**JOB**. Rewrite the records below, changing "Target" to "Label" everywhere it appears and keeping everything else the same.

**ENTRIES SUPPLIED**.
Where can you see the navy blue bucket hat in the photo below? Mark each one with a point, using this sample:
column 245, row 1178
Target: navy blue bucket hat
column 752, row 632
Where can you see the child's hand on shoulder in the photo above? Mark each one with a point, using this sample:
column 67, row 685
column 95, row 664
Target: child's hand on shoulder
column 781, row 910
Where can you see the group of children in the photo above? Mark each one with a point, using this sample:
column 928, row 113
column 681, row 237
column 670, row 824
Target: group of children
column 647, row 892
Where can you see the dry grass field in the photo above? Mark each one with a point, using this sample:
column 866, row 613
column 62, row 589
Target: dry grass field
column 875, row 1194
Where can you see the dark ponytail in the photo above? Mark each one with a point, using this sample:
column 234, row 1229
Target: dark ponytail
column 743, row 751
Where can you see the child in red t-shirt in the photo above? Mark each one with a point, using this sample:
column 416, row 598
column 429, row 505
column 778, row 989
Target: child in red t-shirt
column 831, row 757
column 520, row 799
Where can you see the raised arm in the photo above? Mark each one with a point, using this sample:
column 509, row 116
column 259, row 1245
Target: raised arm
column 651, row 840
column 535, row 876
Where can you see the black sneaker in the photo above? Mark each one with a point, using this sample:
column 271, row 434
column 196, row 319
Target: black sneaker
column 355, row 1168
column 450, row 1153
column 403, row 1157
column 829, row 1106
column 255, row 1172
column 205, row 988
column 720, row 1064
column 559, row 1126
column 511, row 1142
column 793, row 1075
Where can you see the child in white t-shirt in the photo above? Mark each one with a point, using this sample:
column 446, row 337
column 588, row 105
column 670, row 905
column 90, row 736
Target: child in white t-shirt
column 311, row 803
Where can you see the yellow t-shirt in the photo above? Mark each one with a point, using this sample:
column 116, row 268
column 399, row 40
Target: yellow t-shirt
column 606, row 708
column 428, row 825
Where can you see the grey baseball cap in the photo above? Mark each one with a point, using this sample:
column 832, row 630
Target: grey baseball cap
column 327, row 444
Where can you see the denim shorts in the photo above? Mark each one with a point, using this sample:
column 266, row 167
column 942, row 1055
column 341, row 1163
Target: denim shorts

**OUTPUT OF THE TASK**.
Where can you see the navy blue bucket hat in the photo below? Mark each one with a point, using this sample:
column 245, row 1178
Label: navy blue bucket hat
column 752, row 632
Where can you see the child's hand on shoulder in the photo above? Mark each one with a point, using this sample:
column 67, row 685
column 95, row 664
Label: child's hand on shoulder
column 781, row 910
Where can you see the group of children in the photo above? Mark each one with a point, using this sample:
column 928, row 113
column 681, row 237
column 670, row 824
Label: group of children
column 647, row 892
Where can you see the dry grass field in the photo above? Mark each one with a point, using this sample:
column 866, row 613
column 62, row 589
Label: dry grass field
column 875, row 1194
Where can you see the dark ponytail in the photo above? Mark each one with a point, using this sample:
column 234, row 1229
Label: dark ponytail
column 743, row 751
Where can you see the child in red t-shirt in the photo above? Mark each one with a point, using this sample:
column 416, row 598
column 429, row 505
column 778, row 989
Label: child in red t-shirt
column 831, row 757
column 520, row 799
Where can you see the raised arm in the photo above? Mark each one with a point, using this sample:
column 509, row 116
column 259, row 1245
Label: raised arm
column 651, row 840
column 535, row 876
Where can you see the black sneaker in the photo above? Mark each one with a point, using this sample:
column 271, row 434
column 196, row 319
Label: black sneaker
column 355, row 1168
column 450, row 1153
column 403, row 1157
column 829, row 1106
column 255, row 1172
column 205, row 988
column 720, row 1064
column 559, row 1126
column 511, row 1142
column 793, row 1075
Where can you see the child in white t-shirt in the photo above? Mark each one with a point, using this sample:
column 446, row 337
column 588, row 105
column 670, row 905
column 90, row 736
Label: child in white t-shirt
column 311, row 803
Where can you see the yellow t-shirt in the photo above? Mark each one with a point, using this sample:
column 116, row 268
column 399, row 40
Label: yellow t-shirt
column 606, row 708
column 428, row 825
Where can you see the grey baseball cap in the photo above? Mark each one with a point, using this sample:
column 832, row 630
Label: grey baseball cap
column 327, row 444
Where can you see the denim shorts in the photo above? Mark each one with a point, using this sample:
column 266, row 167
column 942, row 1055
column 341, row 1163
Label: denim shorts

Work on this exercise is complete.